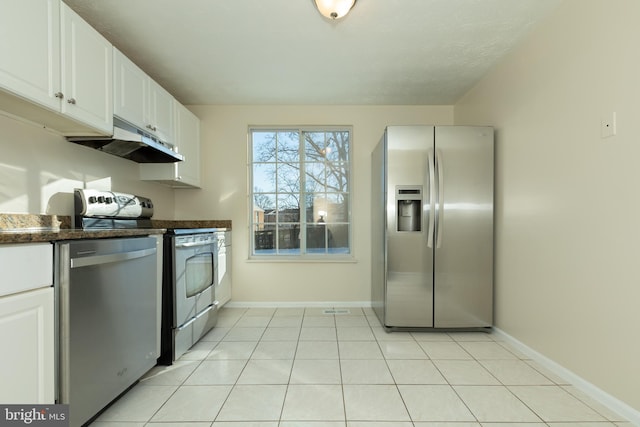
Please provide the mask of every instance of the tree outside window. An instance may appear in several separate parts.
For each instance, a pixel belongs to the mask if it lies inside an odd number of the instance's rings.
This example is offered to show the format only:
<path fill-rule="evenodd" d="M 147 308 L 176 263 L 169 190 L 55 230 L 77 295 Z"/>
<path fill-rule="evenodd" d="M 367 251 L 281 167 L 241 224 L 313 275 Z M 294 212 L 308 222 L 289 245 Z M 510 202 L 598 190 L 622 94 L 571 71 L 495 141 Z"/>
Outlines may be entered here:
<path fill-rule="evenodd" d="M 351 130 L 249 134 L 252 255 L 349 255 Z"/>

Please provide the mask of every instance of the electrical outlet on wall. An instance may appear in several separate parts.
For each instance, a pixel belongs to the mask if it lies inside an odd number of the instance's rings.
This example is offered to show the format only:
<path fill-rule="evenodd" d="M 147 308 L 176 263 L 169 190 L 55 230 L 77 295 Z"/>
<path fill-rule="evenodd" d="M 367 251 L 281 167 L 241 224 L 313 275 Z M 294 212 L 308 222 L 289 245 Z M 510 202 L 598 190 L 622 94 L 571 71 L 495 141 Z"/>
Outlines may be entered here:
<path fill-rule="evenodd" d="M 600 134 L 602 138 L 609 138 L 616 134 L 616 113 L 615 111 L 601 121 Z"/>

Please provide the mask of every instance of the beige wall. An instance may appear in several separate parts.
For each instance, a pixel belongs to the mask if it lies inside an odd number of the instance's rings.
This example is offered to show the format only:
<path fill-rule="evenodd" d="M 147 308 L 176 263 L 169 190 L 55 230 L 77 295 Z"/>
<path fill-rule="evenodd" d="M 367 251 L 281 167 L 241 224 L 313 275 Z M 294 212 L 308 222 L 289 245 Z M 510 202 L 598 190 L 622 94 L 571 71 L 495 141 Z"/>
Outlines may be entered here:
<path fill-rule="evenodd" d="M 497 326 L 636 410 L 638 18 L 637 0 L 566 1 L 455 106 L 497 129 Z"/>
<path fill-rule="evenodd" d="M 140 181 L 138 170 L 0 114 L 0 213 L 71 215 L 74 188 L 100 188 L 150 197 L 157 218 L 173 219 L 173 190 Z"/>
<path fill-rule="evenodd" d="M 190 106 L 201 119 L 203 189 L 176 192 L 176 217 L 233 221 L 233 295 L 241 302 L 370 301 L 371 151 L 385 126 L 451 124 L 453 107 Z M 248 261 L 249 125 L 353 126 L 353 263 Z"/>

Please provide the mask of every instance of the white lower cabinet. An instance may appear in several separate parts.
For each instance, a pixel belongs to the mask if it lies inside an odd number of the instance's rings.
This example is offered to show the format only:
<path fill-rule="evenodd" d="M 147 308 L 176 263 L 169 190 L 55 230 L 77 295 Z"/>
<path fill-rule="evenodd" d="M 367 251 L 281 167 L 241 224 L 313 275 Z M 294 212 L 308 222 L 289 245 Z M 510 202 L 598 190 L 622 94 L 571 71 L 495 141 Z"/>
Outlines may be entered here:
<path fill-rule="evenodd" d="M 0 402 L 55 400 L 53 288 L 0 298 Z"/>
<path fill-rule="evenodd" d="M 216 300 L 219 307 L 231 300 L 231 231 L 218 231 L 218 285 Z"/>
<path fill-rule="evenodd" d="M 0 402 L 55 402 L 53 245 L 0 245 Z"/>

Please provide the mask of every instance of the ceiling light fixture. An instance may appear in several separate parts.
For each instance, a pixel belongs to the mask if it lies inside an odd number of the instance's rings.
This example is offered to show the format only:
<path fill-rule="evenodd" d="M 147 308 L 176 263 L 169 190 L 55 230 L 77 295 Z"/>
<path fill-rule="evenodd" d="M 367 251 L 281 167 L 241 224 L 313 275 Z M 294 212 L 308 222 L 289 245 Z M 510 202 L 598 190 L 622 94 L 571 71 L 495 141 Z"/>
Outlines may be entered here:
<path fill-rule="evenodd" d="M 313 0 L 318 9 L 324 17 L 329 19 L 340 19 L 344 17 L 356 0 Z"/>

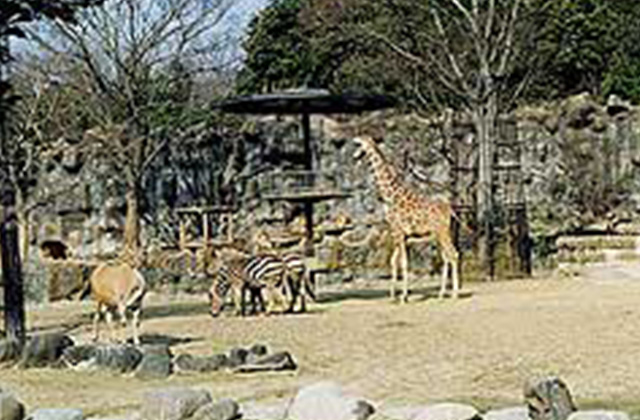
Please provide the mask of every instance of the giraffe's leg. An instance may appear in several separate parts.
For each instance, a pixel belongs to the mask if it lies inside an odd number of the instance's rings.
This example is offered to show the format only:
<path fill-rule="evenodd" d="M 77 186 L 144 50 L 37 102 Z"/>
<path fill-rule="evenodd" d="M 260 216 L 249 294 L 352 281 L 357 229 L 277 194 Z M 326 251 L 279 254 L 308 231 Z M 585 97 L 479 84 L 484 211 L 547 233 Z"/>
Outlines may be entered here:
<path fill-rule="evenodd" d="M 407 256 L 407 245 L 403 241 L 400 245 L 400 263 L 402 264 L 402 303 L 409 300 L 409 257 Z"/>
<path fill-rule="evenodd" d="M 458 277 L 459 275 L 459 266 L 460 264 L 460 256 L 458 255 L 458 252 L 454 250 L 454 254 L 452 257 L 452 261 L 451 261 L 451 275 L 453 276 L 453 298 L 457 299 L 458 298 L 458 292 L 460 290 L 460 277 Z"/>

=====

→ **Exercise**
Look through the material and copy each line that has "provide".

→ **Problem solution**
Please provide the mask of every instance of the tree outside window. An instance may appear in several separate parts.
Please provide the mask of every instance of the electrical outlet on wall. An instance may appear in several separate parts.
Please provide the mask of every instance of the beige wall. An instance may appear in several separate parts.
Please provide the mask of every instance of the white lower cabinet. An instance may appear in several separate parts.
Please provide the mask of every instance of the ceiling light fixture. An instance may appear in several separate parts.
Please provide the mask of every instance of the giraffe's leg. An instance may appear in several separate parts.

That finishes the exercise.